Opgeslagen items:
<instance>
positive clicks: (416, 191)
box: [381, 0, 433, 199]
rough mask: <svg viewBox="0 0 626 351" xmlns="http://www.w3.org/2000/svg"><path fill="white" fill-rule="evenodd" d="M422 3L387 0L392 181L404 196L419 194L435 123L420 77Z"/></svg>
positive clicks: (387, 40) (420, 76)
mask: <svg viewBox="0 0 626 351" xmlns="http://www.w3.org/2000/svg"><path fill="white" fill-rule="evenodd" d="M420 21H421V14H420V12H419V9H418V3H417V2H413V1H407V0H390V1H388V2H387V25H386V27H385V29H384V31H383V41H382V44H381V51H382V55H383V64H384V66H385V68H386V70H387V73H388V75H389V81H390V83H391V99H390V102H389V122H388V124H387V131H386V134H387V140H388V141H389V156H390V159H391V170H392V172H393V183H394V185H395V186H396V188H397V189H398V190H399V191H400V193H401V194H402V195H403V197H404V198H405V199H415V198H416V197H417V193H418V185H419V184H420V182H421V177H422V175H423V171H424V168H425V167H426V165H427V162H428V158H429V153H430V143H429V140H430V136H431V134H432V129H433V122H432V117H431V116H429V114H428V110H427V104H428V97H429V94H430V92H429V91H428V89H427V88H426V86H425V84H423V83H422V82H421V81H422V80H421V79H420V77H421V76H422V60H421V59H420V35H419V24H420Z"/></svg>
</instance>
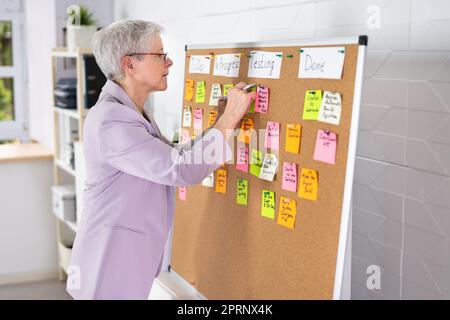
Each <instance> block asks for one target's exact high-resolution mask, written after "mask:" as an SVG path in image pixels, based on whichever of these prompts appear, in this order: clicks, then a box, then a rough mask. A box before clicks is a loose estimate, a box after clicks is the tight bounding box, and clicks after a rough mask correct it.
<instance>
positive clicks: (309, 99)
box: [303, 90, 322, 120]
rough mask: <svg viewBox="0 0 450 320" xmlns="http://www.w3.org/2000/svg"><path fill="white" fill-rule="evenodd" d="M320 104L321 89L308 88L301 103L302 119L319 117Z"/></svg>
mask: <svg viewBox="0 0 450 320" xmlns="http://www.w3.org/2000/svg"><path fill="white" fill-rule="evenodd" d="M321 104H322V91H321V90H308V91H306V93H305V103H304V105H303V120H317V118H318V117H319V110H320V105H321Z"/></svg>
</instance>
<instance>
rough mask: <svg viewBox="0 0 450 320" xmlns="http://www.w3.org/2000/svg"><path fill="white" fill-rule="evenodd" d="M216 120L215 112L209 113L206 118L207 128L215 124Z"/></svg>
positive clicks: (216, 112) (215, 112)
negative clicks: (213, 124)
mask: <svg viewBox="0 0 450 320" xmlns="http://www.w3.org/2000/svg"><path fill="white" fill-rule="evenodd" d="M216 118H217V111H210V112H209V118H208V127H211V126H212V125H213V124H214V123H215V122H216Z"/></svg>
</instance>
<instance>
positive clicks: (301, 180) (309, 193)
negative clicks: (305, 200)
mask: <svg viewBox="0 0 450 320" xmlns="http://www.w3.org/2000/svg"><path fill="white" fill-rule="evenodd" d="M318 191H319V182H318V180H317V171H316V170H313V169H307V168H302V172H301V174H300V184H299V186H298V196H299V197H300V198H303V199H308V200H312V201H316V200H317V193H318Z"/></svg>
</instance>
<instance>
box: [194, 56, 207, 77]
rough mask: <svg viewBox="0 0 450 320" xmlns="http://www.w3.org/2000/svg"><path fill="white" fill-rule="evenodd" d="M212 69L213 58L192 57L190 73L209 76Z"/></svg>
mask: <svg viewBox="0 0 450 320" xmlns="http://www.w3.org/2000/svg"><path fill="white" fill-rule="evenodd" d="M210 67H211V56H209V55H192V56H191V57H190V59H189V73H203V74H209V69H210Z"/></svg>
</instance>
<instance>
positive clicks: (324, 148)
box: [314, 130, 337, 164]
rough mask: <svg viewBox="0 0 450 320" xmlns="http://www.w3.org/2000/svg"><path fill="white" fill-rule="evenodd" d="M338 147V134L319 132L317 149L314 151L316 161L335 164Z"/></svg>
mask: <svg viewBox="0 0 450 320" xmlns="http://www.w3.org/2000/svg"><path fill="white" fill-rule="evenodd" d="M336 145H337V137H336V133H334V132H332V131H325V130H319V131H318V132H317V140H316V147H315V149H314V160H317V161H322V162H326V163H329V164H334V163H335V162H336Z"/></svg>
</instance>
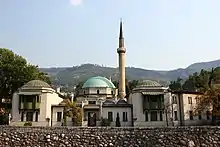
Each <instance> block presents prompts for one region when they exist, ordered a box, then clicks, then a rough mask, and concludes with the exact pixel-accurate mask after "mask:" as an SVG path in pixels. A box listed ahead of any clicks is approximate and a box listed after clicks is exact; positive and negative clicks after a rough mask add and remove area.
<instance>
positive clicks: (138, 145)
mask: <svg viewBox="0 0 220 147" xmlns="http://www.w3.org/2000/svg"><path fill="white" fill-rule="evenodd" d="M0 146H2V147H21V146H22V147H72V146H73V147H74V146H75V147H90V146H91V147H110V146H116V147H161V146H166V147H175V146H177V147H184V146H186V147H194V146H195V147H199V146H201V147H218V146H220V127H181V128H180V127H179V128H82V127H81V128H62V127H59V128H54V127H12V126H11V127H10V126H0Z"/></svg>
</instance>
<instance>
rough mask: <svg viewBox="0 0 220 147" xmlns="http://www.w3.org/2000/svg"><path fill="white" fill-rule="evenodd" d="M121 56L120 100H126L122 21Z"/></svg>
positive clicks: (119, 83)
mask: <svg viewBox="0 0 220 147" xmlns="http://www.w3.org/2000/svg"><path fill="white" fill-rule="evenodd" d="M117 52H118V56H119V98H122V99H123V98H125V96H126V93H125V52H126V49H125V47H124V37H123V28H122V20H121V22H120V33H119V48H118V49H117Z"/></svg>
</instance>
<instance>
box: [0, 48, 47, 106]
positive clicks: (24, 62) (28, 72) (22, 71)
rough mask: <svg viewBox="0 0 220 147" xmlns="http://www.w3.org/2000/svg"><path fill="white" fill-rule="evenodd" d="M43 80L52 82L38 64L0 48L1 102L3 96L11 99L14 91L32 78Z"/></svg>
mask: <svg viewBox="0 0 220 147" xmlns="http://www.w3.org/2000/svg"><path fill="white" fill-rule="evenodd" d="M37 79H38V80H43V81H45V82H47V83H49V84H50V79H49V77H48V76H47V75H46V74H45V73H43V72H40V71H39V69H38V67H37V66H34V65H31V64H29V63H27V61H26V60H25V59H24V58H23V57H22V56H19V55H17V54H15V53H13V52H12V51H11V50H8V49H4V48H0V87H1V88H0V104H2V98H7V99H11V98H12V95H13V93H14V92H16V91H17V90H18V88H20V87H21V86H23V85H24V84H25V83H27V82H28V81H30V80H37Z"/></svg>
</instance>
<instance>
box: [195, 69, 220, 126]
mask: <svg viewBox="0 0 220 147" xmlns="http://www.w3.org/2000/svg"><path fill="white" fill-rule="evenodd" d="M203 72H204V71H203ZM201 73H202V71H201ZM201 73H200V75H202V74H201ZM200 78H201V77H200ZM219 84H220V68H219V67H217V68H215V69H212V71H211V72H208V78H206V80H205V82H204V80H203V86H200V88H201V87H202V89H200V91H202V92H204V94H203V95H202V96H199V97H197V99H198V104H197V105H196V107H195V113H196V114H197V113H200V112H203V111H205V110H206V111H207V110H210V109H212V113H211V114H212V123H213V124H215V121H216V117H217V116H220V86H219ZM201 85H202V84H201Z"/></svg>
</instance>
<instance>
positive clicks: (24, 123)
mask: <svg viewBox="0 0 220 147" xmlns="http://www.w3.org/2000/svg"><path fill="white" fill-rule="evenodd" d="M24 126H32V122H26V123H24Z"/></svg>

Opdrachtdoel: Geef alle regels van de bovenstaande gegevens weer als een JSON-lijst van strings, met één string per regel en zonder lege regels. Laat de afbeeldingen uit het antwoord weg.

Schriftelijk antwoord:
[
  "<instance>",
  "positive clicks: (416, 191)",
  "box: [381, 0, 433, 199]",
  "rough mask: <svg viewBox=\"0 0 626 351\" xmlns=\"http://www.w3.org/2000/svg\"><path fill=\"white\" fill-rule=\"evenodd\" d=\"M422 3L387 0L392 181L404 196L419 194L435 123L420 77Z\"/></svg>",
  "positive clicks: (387, 40) (420, 76)",
  "mask: <svg viewBox=\"0 0 626 351\" xmlns=\"http://www.w3.org/2000/svg\"><path fill=\"white\" fill-rule=\"evenodd\" d=\"M420 21H421V14H420V12H419V9H418V3H417V2H413V1H407V0H390V1H388V2H387V25H386V27H385V29H384V31H383V41H382V44H381V51H382V55H383V64H384V66H385V68H386V70H387V73H388V75H389V81H390V83H391V99H390V102H389V122H388V124H387V131H386V134H387V140H388V141H389V156H390V159H391V170H392V172H393V183H394V185H395V186H396V188H397V189H398V190H399V191H400V193H401V194H402V195H403V197H404V198H405V199H415V198H416V197H417V193H418V185H419V184H420V182H421V177H422V175H423V171H424V168H425V167H426V165H427V162H428V158H429V153H430V143H429V140H430V136H431V134H432V129H433V122H432V117H431V116H429V114H428V110H427V104H428V97H429V94H430V92H429V91H428V89H427V88H426V86H425V84H423V83H422V82H421V81H422V80H421V79H420V77H421V76H422V60H421V59H420V35H419V24H420Z\"/></svg>",
  "</instance>",
  "Each <instance> block asks for one target's exact high-resolution mask, written after \"mask:\" as an SVG path in image pixels, based on whichever of these prompts appear, in this order: clicks, then a box, then a rough mask. A box before clicks is a loose estimate, a box after clicks is the tight bounding box, and clicks after a rough mask correct it.",
  "<instance>",
  "positive clicks: (309, 99)",
  "box: [303, 90, 322, 120]",
  "rough mask: <svg viewBox=\"0 0 450 320\" xmlns=\"http://www.w3.org/2000/svg\"><path fill=\"white\" fill-rule=\"evenodd\" d=\"M320 104L321 89L308 88L301 103L302 119L319 117Z\"/></svg>",
  "mask: <svg viewBox=\"0 0 450 320\" xmlns=\"http://www.w3.org/2000/svg\"><path fill=\"white\" fill-rule=\"evenodd\" d=\"M321 104H322V91H321V90H308V91H306V93H305V103H304V105H303V120H317V118H318V117H319V110H320V105H321Z\"/></svg>",
  "</instance>",
  "<instance>",
  "rough mask: <svg viewBox=\"0 0 450 320\" xmlns=\"http://www.w3.org/2000/svg\"><path fill=\"white\" fill-rule=\"evenodd\" d=\"M216 120L215 112L209 113L206 118L207 128L215 124Z\"/></svg>",
  "positive clicks: (216, 112) (215, 112)",
  "negative clicks: (213, 124)",
  "mask: <svg viewBox=\"0 0 450 320\" xmlns=\"http://www.w3.org/2000/svg\"><path fill=\"white\" fill-rule=\"evenodd\" d=\"M216 118H217V111H210V112H209V118H208V127H211V126H212V125H213V124H214V123H215V122H216Z\"/></svg>",
  "</instance>",
  "<instance>",
  "positive clicks: (301, 180) (309, 193)",
  "negative clicks: (305, 200)",
  "mask: <svg viewBox=\"0 0 450 320\" xmlns=\"http://www.w3.org/2000/svg\"><path fill=\"white\" fill-rule=\"evenodd\" d=\"M318 191H319V182H318V180H317V171H316V170H313V169H307V168H302V172H301V174H300V184H299V186H298V196H299V197H300V198H303V199H308V200H312V201H316V200H317V193H318Z\"/></svg>",
  "</instance>",
  "<instance>",
  "box: [194, 56, 207, 77]",
  "rough mask: <svg viewBox=\"0 0 450 320\" xmlns=\"http://www.w3.org/2000/svg\"><path fill=\"white\" fill-rule=\"evenodd\" d=\"M212 69L213 58L192 57L190 73L209 76Z\"/></svg>",
  "mask: <svg viewBox=\"0 0 450 320\" xmlns=\"http://www.w3.org/2000/svg\"><path fill=\"white\" fill-rule=\"evenodd\" d=\"M210 67H211V56H209V55H192V56H191V57H190V59H189V73H203V74H209V69H210Z\"/></svg>",
  "</instance>",
  "<instance>",
  "positive clicks: (324, 148)",
  "box: [314, 130, 337, 164]",
  "rough mask: <svg viewBox=\"0 0 450 320\" xmlns=\"http://www.w3.org/2000/svg\"><path fill=\"white\" fill-rule=\"evenodd\" d=\"M338 147V134L319 132L317 149L314 151L316 161L335 164Z\"/></svg>",
  "mask: <svg viewBox=\"0 0 450 320\" xmlns=\"http://www.w3.org/2000/svg\"><path fill=\"white\" fill-rule=\"evenodd\" d=\"M336 145H337V137H336V133H334V132H332V131H325V130H319V131H318V132H317V140H316V147H315V149H314V160H317V161H322V162H326V163H329V164H334V163H335V162H336Z\"/></svg>",
  "</instance>",
  "Each <instance> block presents prompts for one region when they exist, ordered a box, then clicks, then a rough mask, and concludes with the exact pixel-accurate mask after \"mask:\" as an SVG path in pixels. A box listed ahead of any clicks is approximate and a box listed after clicks is exact; positive and negative clicks after a rough mask add and remove area.",
  "<instance>",
  "positive clicks: (138, 145)",
  "mask: <svg viewBox=\"0 0 220 147\" xmlns=\"http://www.w3.org/2000/svg\"><path fill=\"white\" fill-rule=\"evenodd\" d=\"M0 146H2V147H21V146H22V147H72V146H73V147H74V146H75V147H90V146H91V147H110V146H116V147H161V146H166V147H175V146H177V147H184V146H186V147H194V146H195V147H199V146H201V147H218V146H220V127H181V128H180V127H179V128H82V127H81V128H62V127H59V128H54V127H12V126H11V127H10V126H0Z\"/></svg>",
  "</instance>",
  "<instance>",
  "rough mask: <svg viewBox=\"0 0 220 147\" xmlns=\"http://www.w3.org/2000/svg\"><path fill=\"white\" fill-rule=\"evenodd\" d=\"M121 56L120 100H126L122 21Z\"/></svg>",
  "positive clicks: (119, 83)",
  "mask: <svg viewBox=\"0 0 220 147\" xmlns=\"http://www.w3.org/2000/svg\"><path fill=\"white\" fill-rule=\"evenodd\" d=\"M117 52H118V56H119V98H122V99H123V98H125V96H126V93H125V52H126V49H125V47H124V37H123V28H122V20H121V22H120V33H119V48H118V49H117Z\"/></svg>",
  "</instance>",
  "<instance>",
  "box: [0, 48, 47, 106]",
  "positive clicks: (24, 62) (28, 72) (22, 71)",
  "rough mask: <svg viewBox=\"0 0 220 147\" xmlns=\"http://www.w3.org/2000/svg\"><path fill=\"white\" fill-rule=\"evenodd\" d=\"M43 80L52 82L38 64L0 48L1 102L3 96L11 99L14 91L32 78Z\"/></svg>",
  "mask: <svg viewBox=\"0 0 220 147\" xmlns=\"http://www.w3.org/2000/svg\"><path fill=\"white\" fill-rule=\"evenodd\" d=\"M37 79H38V80H43V81H45V82H47V83H49V84H50V79H49V77H48V76H47V75H46V74H45V73H43V72H40V71H39V69H38V67H37V66H34V65H31V64H29V63H27V61H26V60H25V59H24V58H23V57H22V56H19V55H17V54H15V53H13V52H12V51H11V50H8V49H4V48H0V87H1V88H0V104H2V98H7V99H11V98H12V95H13V93H14V92H16V91H17V90H18V88H20V87H21V86H23V85H24V84H25V83H27V82H28V81H30V80H37Z\"/></svg>",
  "</instance>",
  "<instance>",
  "box: [195, 69, 220, 126]",
  "mask: <svg viewBox=\"0 0 220 147\" xmlns=\"http://www.w3.org/2000/svg\"><path fill=\"white\" fill-rule=\"evenodd\" d=\"M203 72H204V71H203ZM201 73H202V71H201ZM201 73H200V75H202V74H201ZM200 78H201V77H200ZM219 84H220V68H219V67H217V68H215V69H212V71H211V72H208V78H206V80H205V82H204V80H203V86H200V88H201V87H202V89H200V91H202V92H204V94H203V95H202V96H199V97H197V99H198V104H197V105H196V107H195V113H196V114H197V113H200V112H203V111H205V110H206V111H207V110H210V109H212V113H211V114H212V123H213V124H215V121H216V117H217V116H220V86H219ZM201 85H202V84H201Z\"/></svg>",
  "</instance>",
  "<instance>",
  "positive clicks: (24, 123)",
  "mask: <svg viewBox=\"0 0 220 147\" xmlns=\"http://www.w3.org/2000/svg\"><path fill=\"white\" fill-rule=\"evenodd\" d=\"M24 126H32V122H26V123H24Z\"/></svg>"
]